Give every line below again, exactly as it appears.
□ □ □
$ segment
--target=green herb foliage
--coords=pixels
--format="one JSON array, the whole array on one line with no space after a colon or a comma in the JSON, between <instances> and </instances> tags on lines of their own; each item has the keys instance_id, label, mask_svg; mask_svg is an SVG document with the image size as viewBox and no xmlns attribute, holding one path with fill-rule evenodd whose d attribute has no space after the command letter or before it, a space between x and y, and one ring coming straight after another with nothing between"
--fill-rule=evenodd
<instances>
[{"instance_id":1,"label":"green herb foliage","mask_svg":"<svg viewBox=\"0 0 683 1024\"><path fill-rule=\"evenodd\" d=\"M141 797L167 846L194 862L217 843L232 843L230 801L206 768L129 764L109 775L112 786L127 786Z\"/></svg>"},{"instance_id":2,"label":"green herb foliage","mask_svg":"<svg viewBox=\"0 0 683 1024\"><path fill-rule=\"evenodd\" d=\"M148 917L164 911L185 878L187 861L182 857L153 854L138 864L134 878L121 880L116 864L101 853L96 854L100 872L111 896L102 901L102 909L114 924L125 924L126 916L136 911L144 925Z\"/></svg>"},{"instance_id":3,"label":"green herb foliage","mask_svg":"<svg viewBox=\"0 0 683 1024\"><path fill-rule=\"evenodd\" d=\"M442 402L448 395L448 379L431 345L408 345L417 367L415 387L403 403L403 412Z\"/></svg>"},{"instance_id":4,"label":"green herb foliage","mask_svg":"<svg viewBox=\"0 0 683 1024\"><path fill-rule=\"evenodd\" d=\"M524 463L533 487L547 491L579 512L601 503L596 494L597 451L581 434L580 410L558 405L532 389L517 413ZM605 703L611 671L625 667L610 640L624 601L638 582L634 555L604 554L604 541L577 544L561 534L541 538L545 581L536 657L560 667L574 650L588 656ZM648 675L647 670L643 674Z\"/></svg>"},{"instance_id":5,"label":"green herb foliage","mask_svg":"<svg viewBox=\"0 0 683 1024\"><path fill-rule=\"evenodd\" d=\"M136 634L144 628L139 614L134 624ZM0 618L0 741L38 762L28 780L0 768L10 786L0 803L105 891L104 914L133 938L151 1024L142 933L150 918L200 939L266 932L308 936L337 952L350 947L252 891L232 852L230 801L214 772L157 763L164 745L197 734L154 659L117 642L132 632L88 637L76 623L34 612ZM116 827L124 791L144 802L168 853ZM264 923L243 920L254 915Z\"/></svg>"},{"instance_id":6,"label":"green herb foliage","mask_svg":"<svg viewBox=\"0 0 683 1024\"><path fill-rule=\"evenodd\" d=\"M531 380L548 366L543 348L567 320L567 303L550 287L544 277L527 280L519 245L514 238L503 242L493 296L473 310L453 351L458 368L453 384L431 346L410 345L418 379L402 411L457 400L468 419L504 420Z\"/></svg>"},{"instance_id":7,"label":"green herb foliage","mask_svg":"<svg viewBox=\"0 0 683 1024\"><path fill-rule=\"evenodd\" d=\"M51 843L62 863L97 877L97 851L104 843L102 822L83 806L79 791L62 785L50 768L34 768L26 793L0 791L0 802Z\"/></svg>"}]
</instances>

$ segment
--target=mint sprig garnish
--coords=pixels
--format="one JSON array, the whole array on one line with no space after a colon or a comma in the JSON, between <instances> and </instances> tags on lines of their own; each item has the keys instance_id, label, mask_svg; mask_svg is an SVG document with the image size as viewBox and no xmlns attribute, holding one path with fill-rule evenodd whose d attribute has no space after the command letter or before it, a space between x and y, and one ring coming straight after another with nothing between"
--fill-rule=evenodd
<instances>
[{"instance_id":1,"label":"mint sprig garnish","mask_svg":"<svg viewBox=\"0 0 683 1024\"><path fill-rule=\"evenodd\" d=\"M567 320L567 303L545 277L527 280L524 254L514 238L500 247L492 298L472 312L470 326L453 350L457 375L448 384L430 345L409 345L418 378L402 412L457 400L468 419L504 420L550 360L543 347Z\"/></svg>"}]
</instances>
□ □ □
● Answer space:
$ segment
--target=green herb foliage
--coords=pixels
--format="one JSON array, the whole array on one line with no space after a colon or a comma in the JSON, between <instances> and </instances> tags on lines of their own; each item has the keys instance_id, label, mask_svg; mask_svg is an SVG document with the image size as viewBox and no xmlns attribute, holding one path with fill-rule evenodd whose d attribute has no space after the command letter or before it, a space between x and y, and one ring coming straight after another with nothing between"
--fill-rule=evenodd
<instances>
[{"instance_id":1,"label":"green herb foliage","mask_svg":"<svg viewBox=\"0 0 683 1024\"><path fill-rule=\"evenodd\" d=\"M141 797L167 846L194 862L217 843L232 843L230 801L206 768L129 764L109 775L112 786L127 786Z\"/></svg>"},{"instance_id":2,"label":"green herb foliage","mask_svg":"<svg viewBox=\"0 0 683 1024\"><path fill-rule=\"evenodd\" d=\"M148 917L164 911L185 878L187 861L182 857L153 854L138 864L134 878L121 880L116 864L101 853L96 854L100 872L111 896L102 901L102 909L114 924L125 924L126 916L136 911L144 925Z\"/></svg>"},{"instance_id":3,"label":"green herb foliage","mask_svg":"<svg viewBox=\"0 0 683 1024\"><path fill-rule=\"evenodd\" d=\"M442 402L448 395L448 379L431 345L408 345L417 367L415 387L403 403L403 412Z\"/></svg>"},{"instance_id":4,"label":"green herb foliage","mask_svg":"<svg viewBox=\"0 0 683 1024\"><path fill-rule=\"evenodd\" d=\"M524 463L533 487L547 491L579 512L601 503L596 494L597 451L581 434L580 410L558 405L532 389L517 413ZM605 703L611 671L625 667L610 640L624 601L638 582L634 555L604 554L604 541L577 544L561 534L541 538L545 581L536 657L560 667L574 650L588 656ZM648 675L647 670L643 674Z\"/></svg>"},{"instance_id":5,"label":"green herb foliage","mask_svg":"<svg viewBox=\"0 0 683 1024\"><path fill-rule=\"evenodd\" d=\"M136 634L144 628L139 614L134 624ZM0 618L0 741L38 762L28 780L0 768L10 786L0 803L105 891L104 914L133 938L151 1024L142 933L150 918L200 939L266 932L308 936L337 952L350 947L252 891L232 852L230 801L214 772L157 763L164 745L197 734L154 659L117 642L132 632L88 637L76 623L34 612ZM116 827L124 791L144 802L168 853ZM264 923L243 920L254 915Z\"/></svg>"},{"instance_id":6,"label":"green herb foliage","mask_svg":"<svg viewBox=\"0 0 683 1024\"><path fill-rule=\"evenodd\" d=\"M531 380L548 366L543 348L567 320L567 303L550 287L544 277L527 280L519 245L514 238L503 242L493 296L473 310L453 351L458 368L453 384L431 346L410 345L418 379L402 411L457 400L468 419L504 420Z\"/></svg>"},{"instance_id":7,"label":"green herb foliage","mask_svg":"<svg viewBox=\"0 0 683 1024\"><path fill-rule=\"evenodd\" d=\"M51 843L62 863L97 877L97 851L104 843L102 822L83 806L79 791L62 785L50 768L34 768L26 793L0 791L0 802Z\"/></svg>"}]
</instances>

$ segment
--target=mint sprig garnish
--coords=pixels
--format="one JSON array, the whole array on one line with no space after a colon or a comma in the JSON, between <instances> and </instances> tags on lines of their own; each item has the keys instance_id, label, mask_svg; mask_svg is an SVG document with the image size as viewBox and no xmlns attribute, holding one path with fill-rule evenodd whose d attribute has no space after the command letter or before it, a space between x and y, and one ring coming straight after another with nothing between"
--fill-rule=evenodd
<instances>
[{"instance_id":1,"label":"mint sprig garnish","mask_svg":"<svg viewBox=\"0 0 683 1024\"><path fill-rule=\"evenodd\" d=\"M567 320L567 303L545 277L527 280L524 254L514 238L500 247L492 298L472 312L470 326L453 350L457 375L448 384L430 345L409 345L418 378L402 412L457 400L468 419L504 420L550 360L543 347Z\"/></svg>"}]
</instances>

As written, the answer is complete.